Exercise material:
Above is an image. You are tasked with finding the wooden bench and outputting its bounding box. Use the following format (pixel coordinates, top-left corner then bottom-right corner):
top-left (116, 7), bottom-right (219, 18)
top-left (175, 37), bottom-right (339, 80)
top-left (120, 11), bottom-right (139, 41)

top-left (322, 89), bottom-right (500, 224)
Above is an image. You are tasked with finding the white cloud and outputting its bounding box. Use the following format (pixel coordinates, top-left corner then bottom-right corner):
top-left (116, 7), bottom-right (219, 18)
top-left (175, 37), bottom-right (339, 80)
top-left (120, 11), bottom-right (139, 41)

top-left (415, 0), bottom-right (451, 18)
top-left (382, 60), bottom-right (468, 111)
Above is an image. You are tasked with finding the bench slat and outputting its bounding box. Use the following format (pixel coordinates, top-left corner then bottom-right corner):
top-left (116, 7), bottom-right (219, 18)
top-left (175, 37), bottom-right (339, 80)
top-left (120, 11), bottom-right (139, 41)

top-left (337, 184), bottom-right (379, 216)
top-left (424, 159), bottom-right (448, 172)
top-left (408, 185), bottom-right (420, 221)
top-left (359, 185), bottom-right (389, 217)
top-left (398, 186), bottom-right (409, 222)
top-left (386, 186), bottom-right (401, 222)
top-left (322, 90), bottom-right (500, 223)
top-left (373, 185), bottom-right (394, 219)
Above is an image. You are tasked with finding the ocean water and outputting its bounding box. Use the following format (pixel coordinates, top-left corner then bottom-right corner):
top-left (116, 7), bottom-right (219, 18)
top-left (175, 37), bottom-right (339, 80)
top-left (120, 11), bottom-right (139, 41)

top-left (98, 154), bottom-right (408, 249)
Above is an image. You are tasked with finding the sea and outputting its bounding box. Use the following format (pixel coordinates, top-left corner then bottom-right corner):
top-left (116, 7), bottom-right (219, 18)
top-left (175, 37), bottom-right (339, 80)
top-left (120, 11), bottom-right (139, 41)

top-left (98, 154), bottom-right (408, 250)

Goal of the exercise: Copy all of the rows above word for word, keeping every line and number unchanged.

Written answer:
Above is an image. You are tasked with finding the wooden bench and outputting its bounding box. Use the following format (pixel coordinates, top-left corner then bottom-right corner):
top-left (116, 7), bottom-right (219, 18)
top-left (175, 37), bottom-right (339, 80)
top-left (120, 11), bottom-right (139, 41)

top-left (322, 89), bottom-right (500, 224)
Above is an image. You are tasked with finding the white cloud and outputting its bounding box. Use the following format (pixel coordinates, top-left corner then bottom-right corner):
top-left (116, 7), bottom-right (219, 18)
top-left (175, 37), bottom-right (339, 80)
top-left (120, 11), bottom-right (139, 41)

top-left (415, 0), bottom-right (451, 18)
top-left (382, 60), bottom-right (468, 111)
Above is an image. You are tasked with finding the bench slat and outputting its bounding box. Use the following format (pixel coordinates, top-left corner then bottom-right corner):
top-left (116, 7), bottom-right (219, 18)
top-left (175, 37), bottom-right (339, 80)
top-left (120, 11), bottom-right (139, 41)

top-left (337, 184), bottom-right (379, 216)
top-left (424, 159), bottom-right (448, 172)
top-left (408, 185), bottom-right (420, 221)
top-left (359, 185), bottom-right (389, 217)
top-left (398, 186), bottom-right (409, 222)
top-left (386, 186), bottom-right (401, 222)
top-left (322, 90), bottom-right (500, 223)
top-left (373, 185), bottom-right (394, 219)
Above is an image. You are tasked with finding the ocean water and outputting its bounding box. Use the following format (pixel coordinates, top-left corner then bottom-right corner):
top-left (116, 7), bottom-right (219, 18)
top-left (175, 37), bottom-right (339, 80)
top-left (120, 11), bottom-right (139, 41)

top-left (98, 154), bottom-right (408, 249)
Above is an image. You are tasked with finding the sea and outputting its bounding box. Use the following format (pixel coordinates, top-left corner then bottom-right corner):
top-left (116, 7), bottom-right (219, 18)
top-left (175, 37), bottom-right (339, 80)
top-left (120, 11), bottom-right (139, 41)

top-left (98, 154), bottom-right (408, 250)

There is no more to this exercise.